**Task set**
1. Please copy word for word the part of the remote work article starting at "You might imagine" and ending at "in the morning.".
2. In the remote work article, by how much did employees' contact with more-distant colleagues drop once the pandemic hit?

**Source text**
########################################
NYT Magazine: What If Working From Home Goes on … Forever?


Ben Waber, Humanyze President and co-founder, was quoted on the New York Times Magazine article titled “What If Working From Home Goes on … Forever?” by Clive Thompson.

Ben Waber, the president and co-founder of Humanyze, has spent his career tracking patterns among how employees communicate and how these correlate to companies’ health; Humanyze creates software that lets an organization map how communication flows internally. Waber suspects that in the long run, a company’s culture and creativity risk declining in a remote setup, because that alters the way an organization talks to itself. Specifically, the “weak ties” inside a company might fray.

“Strong ties” are people in your life you talk to frequently, even daily. “Weak ties” are the people with whom you rarely communicate, perhaps 15 minutes a week or less. When the pandemic hit, Waber analyzed the data from his clients’ companies and saw two things. One was that strong ties were becoming stronger. Ordinarily, 45 percent of the time someone spent communicating with colleagues — online or face to face — was with their five strongest ties. In the first weeks of lockdown, that figure exceeded 60 percent. That makes sense: “You’re stressed about work, and these are the people you know really well, so you’ll probably talk to them more,” Waber told me. That’s partly why productivity has stayed so high.

But the weak ties had deteriorated. Employees’ contact with more-distant colleagues had “fallen off a cliff,” dropping by 30 percent. Which again makes sense: If you only have so much time to communicate, you’re going to have to drop someone.

But Waber contends that it’s those weak ties that create new ideas. Corporations have historically seen some of the biggest new ideas emerge, he says, when two employees who usually didn’t talk suddenly, by chance, connected. That is less likely to happen when everyone is remote.

You might imagine that technology could connect people in those silos, enabling anyone talk to anyone. But in practice, it doesn’t. “There’s the idea that, like, Can’t you Slack with anybody in the company? Sure you can. But you don’t: You’re not just going to cold-message somebody. Whereas you would have occasionally bumped into those people if you were in an office,” like in the cafeteria, at an after-work event or while lining up for coffee in the morning.

Waber predicts that companies will continue to hit their marks and be productive while remaining partly — or heavily — remote. The real damage will sneak up a year or two later, as the quality of new ideas becomes less bold, less electrifying. He also suspects that the overall cohesion of employees, how well they know one another, might suffer. “I think we’re going to see just this general degradation of the health of organizations,” he says.
########################################
**Saved entries**
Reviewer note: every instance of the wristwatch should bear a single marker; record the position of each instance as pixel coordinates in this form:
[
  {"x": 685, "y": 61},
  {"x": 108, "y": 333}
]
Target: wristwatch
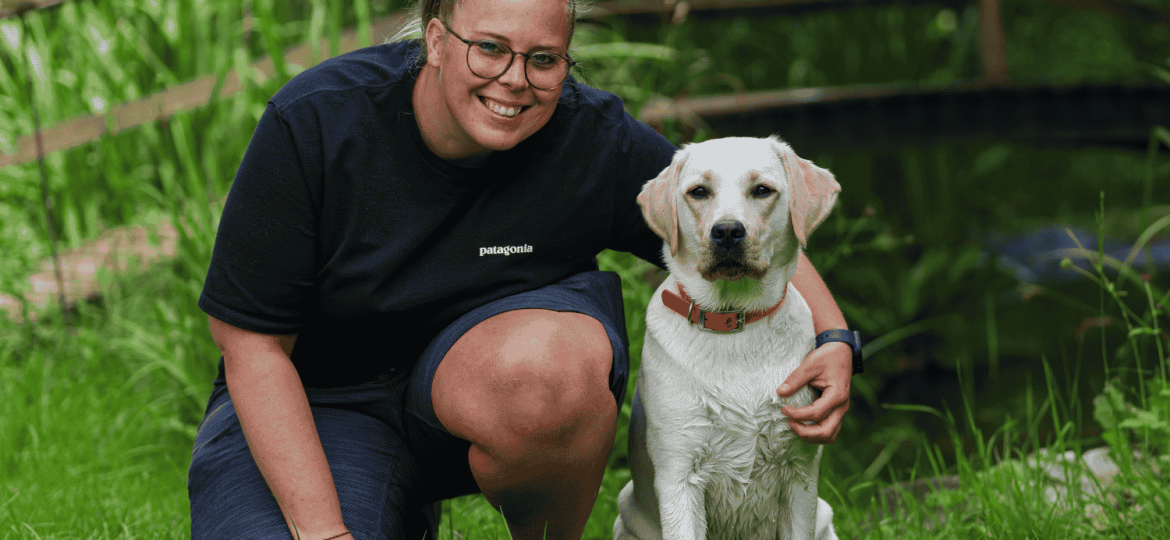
########################################
**Answers by item**
1.
You might imagine that technology could connect people in those silos, enabling anyone talk to anyone. But in practice, it doesn’t. “There’s the idea that, like, Can’t you Slack with anybody in the company? Sure you can. But you don’t: You’re not just going to cold-message somebody. Whereas you would have occasionally bumped into those people if you were in an office,” like in the cafeteria, at an after-work event or while lining up for coffee in the morning.

2. It dropped by 30 percent.